=== Fragmento del texto ===

# palabras de amor



## vbergen

hola, podrían por favor decirme como se dicen palabras bonitas en alemán a hombres? por ejemplo "lindo", "mi amor", "mi sol" o las formas más usadas pero en alemán  

danke

Val.


----------



## giberian

hola vbergen,

unas propuestas:

Liebling = cariño  --- como en inglés: darling

o tambien: (mein) Liebster = "(mi) más querido"

Schatz = tesoro  ---  en español no se usa en este sentido, verdad?


saludos,
Giberian


----------



## Baunilha

Täubchen (- palomita)
Püpchen (- muñeca)
Bärchen (- osito...)

formas menos convencionales, a mi parecer


----------



## Steffi

Schatzi = tesorito


----------



## Breogan

giberian said:


> ...
> Schatz = tesoro  ---  en español no se usa en este sentido, verdad?
> ...



Sí, también se usa.


----------



## Sidjanga

Baunilha said:


> Täubchen (- palomita)
> Püpchen (- muñeca)
> Bärchen (- osito...)

===

> Tarea a
Por favor, escala las líneas del listado que van desde la que contiene "the white dresser" hasta la que contiene "point(93, 298)", ambas incluidas. Reprodúcelas completas y multiplica cada coordenada por 2,05, redondeando al entero más cercano con las mitades hacia arriba.

=== Listado ===

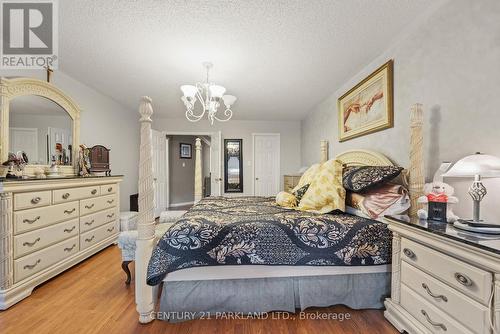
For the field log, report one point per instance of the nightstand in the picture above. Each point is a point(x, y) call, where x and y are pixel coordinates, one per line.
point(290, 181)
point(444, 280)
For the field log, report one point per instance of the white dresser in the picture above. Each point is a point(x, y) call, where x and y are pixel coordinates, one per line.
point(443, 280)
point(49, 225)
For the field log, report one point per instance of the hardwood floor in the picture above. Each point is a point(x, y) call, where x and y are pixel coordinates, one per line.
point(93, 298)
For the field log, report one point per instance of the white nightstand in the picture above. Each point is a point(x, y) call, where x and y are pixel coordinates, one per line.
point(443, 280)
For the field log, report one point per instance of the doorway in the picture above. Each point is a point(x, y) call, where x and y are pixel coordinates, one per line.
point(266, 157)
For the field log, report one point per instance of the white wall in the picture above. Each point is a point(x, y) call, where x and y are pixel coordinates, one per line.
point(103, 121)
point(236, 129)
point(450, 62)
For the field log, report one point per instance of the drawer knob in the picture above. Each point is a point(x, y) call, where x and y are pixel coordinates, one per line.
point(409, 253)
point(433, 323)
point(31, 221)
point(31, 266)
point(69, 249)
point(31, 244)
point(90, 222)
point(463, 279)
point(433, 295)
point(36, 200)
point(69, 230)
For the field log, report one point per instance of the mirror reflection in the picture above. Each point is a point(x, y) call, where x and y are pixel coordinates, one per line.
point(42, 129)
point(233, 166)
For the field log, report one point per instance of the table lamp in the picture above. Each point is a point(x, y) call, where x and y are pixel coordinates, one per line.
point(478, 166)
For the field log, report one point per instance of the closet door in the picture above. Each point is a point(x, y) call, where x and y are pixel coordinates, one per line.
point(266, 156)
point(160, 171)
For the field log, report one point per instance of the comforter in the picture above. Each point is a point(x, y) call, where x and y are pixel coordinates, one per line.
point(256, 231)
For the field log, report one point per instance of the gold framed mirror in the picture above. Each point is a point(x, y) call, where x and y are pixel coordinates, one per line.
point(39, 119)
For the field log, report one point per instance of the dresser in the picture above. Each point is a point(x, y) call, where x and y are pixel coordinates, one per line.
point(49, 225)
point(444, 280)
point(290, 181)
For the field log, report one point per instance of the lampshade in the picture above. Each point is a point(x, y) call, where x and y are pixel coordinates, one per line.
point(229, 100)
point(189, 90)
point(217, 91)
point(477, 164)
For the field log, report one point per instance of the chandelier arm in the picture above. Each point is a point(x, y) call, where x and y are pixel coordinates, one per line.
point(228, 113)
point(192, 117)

===
=== Listado ===

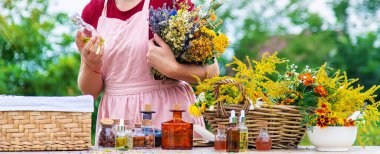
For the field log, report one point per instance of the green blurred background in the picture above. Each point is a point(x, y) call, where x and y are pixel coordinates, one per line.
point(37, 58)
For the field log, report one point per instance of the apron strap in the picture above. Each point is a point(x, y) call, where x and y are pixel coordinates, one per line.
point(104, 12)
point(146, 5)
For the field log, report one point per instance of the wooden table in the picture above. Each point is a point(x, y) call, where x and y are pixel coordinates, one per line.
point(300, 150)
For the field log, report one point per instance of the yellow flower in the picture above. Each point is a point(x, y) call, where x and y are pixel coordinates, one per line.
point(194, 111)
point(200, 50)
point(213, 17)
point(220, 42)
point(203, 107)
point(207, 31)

===

> Tarea b
Responde estas preguntas sobre el hilo de palabras de amor en alemán:
(i) ¿Qué traducción al español da giberian para "Liebling"?
(ii) ¿Qué significa "Schatzi" según Steffi?
(iii) ¿Qué contesta Breogan a la duda de si "tesoro" se usa en español en ese sentido?

> Respuesta a
For the field log, report one point per instance of the white dresser in the picture above. Each point is a point(x, y) call, where x and y are pixel coordinates, one per line.
point(908, 574)
point(100, 461)
For the field log, report one point per instance of the hardwood floor in the picture above. Each point is a point(x, y) call, where x and y are pixel coordinates, one per line.
point(191, 611)

> Respuesta b
(i) Cariño.
(ii) Tesorito.
(iii) Que sí, que también se usa.